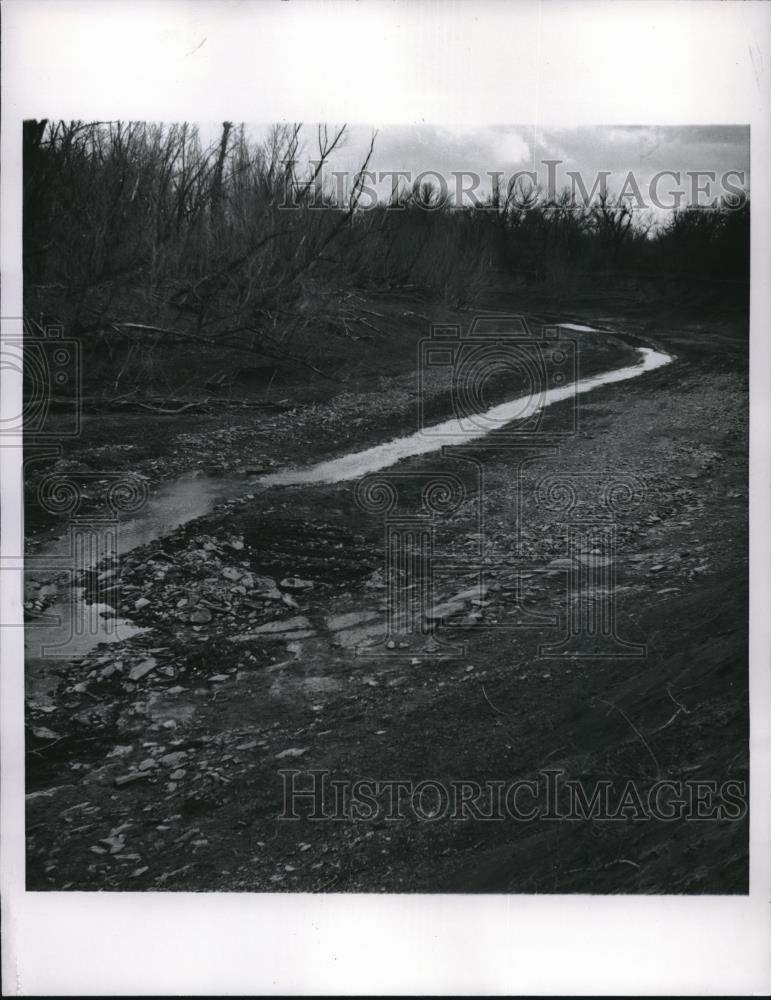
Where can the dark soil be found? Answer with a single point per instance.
(203, 735)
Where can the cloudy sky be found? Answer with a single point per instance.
(642, 150)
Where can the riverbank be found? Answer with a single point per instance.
(163, 767)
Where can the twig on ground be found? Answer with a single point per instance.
(681, 707)
(498, 710)
(639, 735)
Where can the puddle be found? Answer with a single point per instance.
(455, 431)
(83, 626)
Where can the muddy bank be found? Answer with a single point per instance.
(157, 763)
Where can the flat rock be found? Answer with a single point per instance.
(445, 610)
(295, 583)
(337, 622)
(298, 623)
(364, 634)
(139, 671)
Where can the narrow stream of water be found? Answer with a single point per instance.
(194, 494)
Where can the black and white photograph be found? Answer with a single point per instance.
(385, 510)
(384, 489)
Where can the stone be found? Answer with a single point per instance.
(446, 610)
(337, 622)
(295, 583)
(43, 733)
(143, 668)
(299, 622)
(128, 779)
(365, 634)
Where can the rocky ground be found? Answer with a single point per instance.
(156, 763)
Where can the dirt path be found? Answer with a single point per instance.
(158, 764)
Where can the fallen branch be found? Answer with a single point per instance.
(637, 732)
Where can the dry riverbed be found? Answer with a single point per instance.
(156, 763)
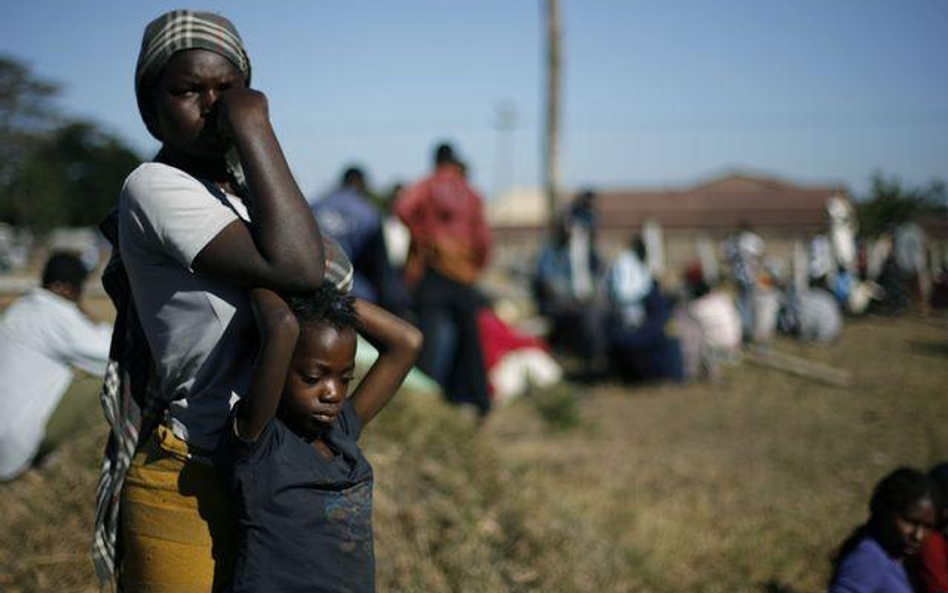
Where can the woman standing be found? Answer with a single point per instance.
(216, 211)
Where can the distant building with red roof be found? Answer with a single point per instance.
(780, 211)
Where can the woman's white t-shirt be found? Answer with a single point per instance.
(201, 332)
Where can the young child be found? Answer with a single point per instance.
(930, 565)
(901, 514)
(301, 486)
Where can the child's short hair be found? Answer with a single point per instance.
(327, 305)
(65, 267)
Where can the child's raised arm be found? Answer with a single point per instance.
(398, 343)
(279, 331)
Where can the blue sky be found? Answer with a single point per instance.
(655, 93)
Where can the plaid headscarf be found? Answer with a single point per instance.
(180, 30)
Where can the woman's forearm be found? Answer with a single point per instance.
(285, 231)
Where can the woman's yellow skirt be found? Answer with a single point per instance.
(178, 523)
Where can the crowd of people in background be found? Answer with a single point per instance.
(619, 312)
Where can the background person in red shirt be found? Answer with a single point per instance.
(450, 243)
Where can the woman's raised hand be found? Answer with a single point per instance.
(239, 110)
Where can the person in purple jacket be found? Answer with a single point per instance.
(901, 513)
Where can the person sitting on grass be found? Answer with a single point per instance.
(289, 456)
(901, 513)
(42, 337)
(930, 565)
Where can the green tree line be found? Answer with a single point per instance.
(54, 170)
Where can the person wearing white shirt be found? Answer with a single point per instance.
(43, 335)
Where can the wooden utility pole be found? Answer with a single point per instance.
(552, 137)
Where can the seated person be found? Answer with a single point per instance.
(576, 320)
(42, 336)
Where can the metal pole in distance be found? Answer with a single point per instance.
(552, 140)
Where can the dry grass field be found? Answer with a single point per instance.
(746, 484)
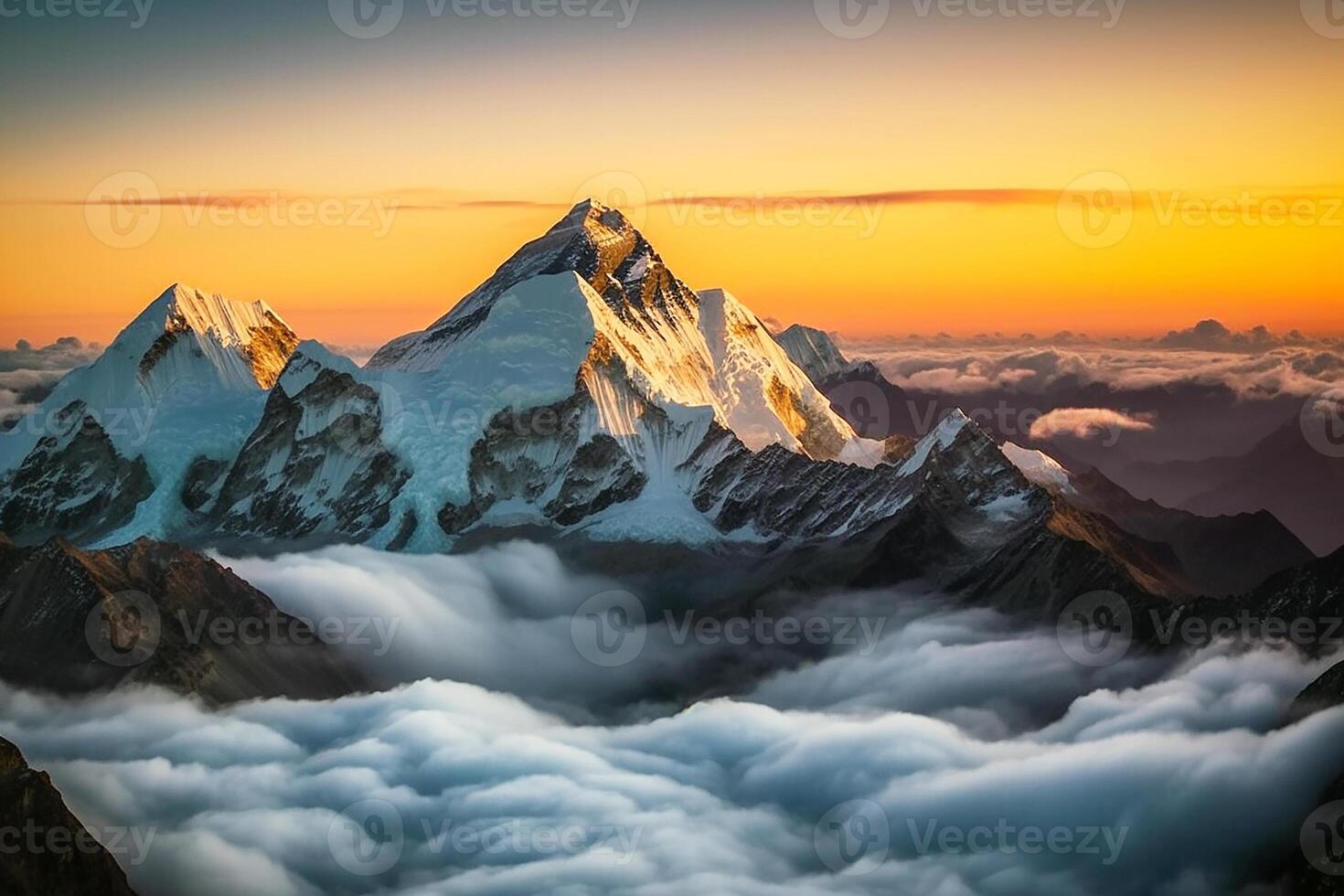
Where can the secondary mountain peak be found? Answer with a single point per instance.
(814, 351)
(245, 343)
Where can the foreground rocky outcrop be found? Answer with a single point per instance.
(48, 850)
(156, 614)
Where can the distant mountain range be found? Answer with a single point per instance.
(580, 394)
(1168, 551)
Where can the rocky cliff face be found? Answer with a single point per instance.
(74, 483)
(69, 861)
(76, 621)
(105, 453)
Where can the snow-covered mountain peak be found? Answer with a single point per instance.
(233, 323)
(652, 338)
(814, 351)
(188, 334)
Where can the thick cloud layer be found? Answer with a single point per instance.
(1255, 364)
(961, 736)
(480, 795)
(27, 372)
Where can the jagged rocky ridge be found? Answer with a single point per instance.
(28, 801)
(581, 392)
(103, 453)
(156, 604)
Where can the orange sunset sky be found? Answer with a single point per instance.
(943, 160)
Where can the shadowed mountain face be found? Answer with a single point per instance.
(1166, 551)
(149, 613)
(1283, 475)
(65, 859)
(1218, 555)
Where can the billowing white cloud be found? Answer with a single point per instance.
(1086, 423)
(1252, 368)
(1175, 769)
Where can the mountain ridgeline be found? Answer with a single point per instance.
(582, 394)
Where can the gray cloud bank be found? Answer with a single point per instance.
(955, 720)
(27, 372)
(1253, 364)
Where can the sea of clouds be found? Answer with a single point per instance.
(1153, 775)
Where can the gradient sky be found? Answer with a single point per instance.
(961, 133)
━━━━━━━━━━━━━━━━━━━━━━━━━━━━━━
• **Aim of the exercise**
Each word of the data should be repeated exactly, and the pictures left out.

• **Completed task**
Where can the dark soil be found? Answer with a single point per instance.
(203, 735)
Where can the cloudy sky be found? Answer with a single point per instance.
(642, 150)
Where can the riverbank be found? Answer with a single point per instance.
(163, 767)
Where can the twig on ground be found? Answer with a single point per instance.
(681, 707)
(498, 710)
(639, 735)
Where can the puddle be found? Answer with a single point per instance.
(455, 431)
(83, 626)
Where can the muddy bank be found? Answer with a single point per instance.
(157, 763)
Where can the flat rock be found? Answer with a single point per instance.
(445, 610)
(295, 583)
(337, 622)
(298, 623)
(364, 634)
(139, 671)
Where can the narrow stream of water be found? Answer with a single point per instance.
(194, 494)
Where can the black and white photograph be found? Answer with a single point per instance.
(385, 510)
(384, 489)
Where can the stone be found? Answer with a single point per instance.
(446, 610)
(337, 622)
(295, 583)
(43, 733)
(143, 668)
(299, 622)
(128, 779)
(365, 634)
Where can the rocky ground be found? Answer with a single point per instance.
(156, 763)
Where can the dirt path be found? Answer with a single point per instance.
(158, 764)
Where can the fallen branch be found? Answer with a single point per instance.
(637, 732)
Where can the dry riverbed be found? Answer with a single point per instance.
(156, 763)
Where can the woman standing be found? Answer with a single point per instance.
(216, 211)
Where can the distant building with red roof be found? Answer with a single point per instance.
(780, 211)
Where can the woman's white t-shirt be found? Answer with a single point per instance.
(201, 332)
Where can the young child be found? Answer with a single point per instance.
(930, 565)
(901, 514)
(301, 486)
Where can the child's short hair be found? Answer with a single point per instance.
(327, 305)
(65, 267)
Where can the child's raised arm be found? Answer with a single point per instance.
(398, 343)
(279, 331)
Where can the blue sky be found? Answer with a single point per instance.
(655, 93)
Where can the plaid headscarf be found? Answer with a single point per instance.
(180, 30)
Where can the woman's forearm be found? Answer with a single point per instance.
(285, 231)
Where can the woman's yellow skirt be found? Answer with a single point per instance.
(178, 523)
Where can the crowd of people in background be found? Answer with a single point per instance.
(619, 312)
Where can the background person in red shirt be found? Answer with a single point per instance.
(450, 243)
Where can the woman's raised hand be found? Answer with a single point per instance.
(239, 110)
Where can the person in purple jacket be found? Answer with a single point per instance.
(901, 513)
Where can the person sitting on grass be found? Answer with a single point per instance.
(289, 456)
(901, 513)
(42, 337)
(930, 565)
Where can the green tree line be found? Answer with a single point per instance.
(54, 170)
Where can the person wearing white shirt be found? Answer with a single point per instance.
(43, 335)
Where can the wooden utility pole be found? Answer with a single point per instance.
(552, 137)
Where can the seated person be found? Answer with a single point per instance.
(576, 320)
(42, 336)
Where can the metal pole in distance be found? Answer with a single point per instance.
(552, 140)
Where can the dry grass field be found? Answer with a single point per instance.
(746, 484)
Where can the secondary mountain peak be found? Answer with a single point per instance.
(814, 351)
(245, 343)
Where can the foreground rocky outcrop be found? Answer with a single point per instance.
(48, 850)
(156, 614)
Where can the distant mountain range be found? Answer with a single point per instance.
(580, 394)
(1168, 551)
Where can the rocky cliff face be found? Answer with a single point per instance.
(74, 483)
(69, 861)
(76, 621)
(105, 453)
Where can the snow-covered mountain peak be found? Answer with a single point per instance.
(233, 323)
(652, 338)
(814, 351)
(188, 334)
Where can the thick cloud layer be found? Answer with a single point per instance.
(1255, 364)
(961, 736)
(480, 795)
(27, 372)
Where can the jagged rocky ridge be found? Answer with a single point per instance.
(28, 801)
(581, 392)
(103, 453)
(156, 604)
Where can the orange sunset sky be found? Answer with a single point per instance.
(943, 160)
Where can the shadowed mountain face be found? Answer with a single point per instance.
(1166, 551)
(149, 613)
(1283, 475)
(65, 859)
(1218, 555)
Where can the billowing white cloud be found? Answer with a single point per instance.
(1086, 423)
(1252, 368)
(1175, 769)
Where can the mountain ridgeline be found? Answer with a single point per instance.
(582, 394)
Where can the gray cloud bank be found? Answer with a single point per instance.
(955, 720)
(27, 372)
(1253, 364)
Where can the sea of clouds be found? Answer with a single point per instance.
(1153, 775)
Where can the gradient sky be found? Answer with a single point per instance.
(961, 133)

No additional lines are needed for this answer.